*What to do*: Please repeat the lines below exactly. Begin with the line containing "Target: dark nose" and go on through the line containing "the stoat's eye".

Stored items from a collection

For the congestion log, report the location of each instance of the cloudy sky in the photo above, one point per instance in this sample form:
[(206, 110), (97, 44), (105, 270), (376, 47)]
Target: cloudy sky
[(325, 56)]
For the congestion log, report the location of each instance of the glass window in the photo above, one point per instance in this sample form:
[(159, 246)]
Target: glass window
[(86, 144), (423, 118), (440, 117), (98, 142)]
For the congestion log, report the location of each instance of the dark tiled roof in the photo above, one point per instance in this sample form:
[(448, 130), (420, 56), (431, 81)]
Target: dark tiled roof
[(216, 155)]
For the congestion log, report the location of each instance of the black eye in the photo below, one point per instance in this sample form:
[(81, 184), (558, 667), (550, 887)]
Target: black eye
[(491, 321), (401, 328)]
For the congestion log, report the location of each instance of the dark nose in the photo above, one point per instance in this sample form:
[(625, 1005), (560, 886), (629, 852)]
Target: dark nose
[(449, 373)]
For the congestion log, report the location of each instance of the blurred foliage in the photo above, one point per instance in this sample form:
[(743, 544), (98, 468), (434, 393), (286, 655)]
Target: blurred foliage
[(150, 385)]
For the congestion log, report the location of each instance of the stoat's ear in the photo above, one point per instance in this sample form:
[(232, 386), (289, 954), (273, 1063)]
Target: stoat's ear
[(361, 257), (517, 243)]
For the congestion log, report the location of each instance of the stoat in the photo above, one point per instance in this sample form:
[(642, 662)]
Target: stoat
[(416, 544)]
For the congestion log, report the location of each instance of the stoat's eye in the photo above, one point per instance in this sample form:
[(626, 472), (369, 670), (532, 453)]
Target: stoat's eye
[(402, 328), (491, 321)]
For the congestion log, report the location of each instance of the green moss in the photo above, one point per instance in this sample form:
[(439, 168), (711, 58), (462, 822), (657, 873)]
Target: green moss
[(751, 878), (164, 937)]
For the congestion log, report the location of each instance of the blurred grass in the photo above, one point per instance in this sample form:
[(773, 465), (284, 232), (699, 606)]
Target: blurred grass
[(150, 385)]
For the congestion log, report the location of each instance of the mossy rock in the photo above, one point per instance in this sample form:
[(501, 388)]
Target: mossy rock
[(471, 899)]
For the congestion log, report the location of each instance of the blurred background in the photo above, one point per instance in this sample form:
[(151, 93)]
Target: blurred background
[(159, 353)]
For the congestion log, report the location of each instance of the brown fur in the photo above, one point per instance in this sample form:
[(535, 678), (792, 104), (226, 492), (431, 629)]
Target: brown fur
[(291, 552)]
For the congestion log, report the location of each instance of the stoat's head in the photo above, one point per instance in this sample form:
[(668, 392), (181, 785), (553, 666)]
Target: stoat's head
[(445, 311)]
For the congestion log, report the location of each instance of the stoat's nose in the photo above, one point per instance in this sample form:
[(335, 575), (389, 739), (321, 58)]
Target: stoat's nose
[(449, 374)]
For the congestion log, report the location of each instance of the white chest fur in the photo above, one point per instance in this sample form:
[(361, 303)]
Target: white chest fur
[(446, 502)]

*Result of this exercise*:
Target: dark nose
[(449, 373)]
For the congestion log, report the location of each instance of the blurred foliage in the photo above, one point per instance in this sample form:
[(743, 544), (98, 468), (434, 393), (286, 655)]
Target: blurred foliage
[(150, 385)]
For the congestion log, report the location of each instance of the stoat's ear in the photo above, one point per instance in this sample form:
[(232, 386), (289, 954), (273, 1063)]
Target: stoat's ear
[(361, 257), (517, 243)]
For the congestion log, report the location of each instance of the stoat in the photo above, one point per instance in this sample form:
[(642, 662)]
Target: stoat
[(416, 544)]
For the congestion log, report the location of each instance of the stoat's eye in the photo above, one point per instance in this sample form:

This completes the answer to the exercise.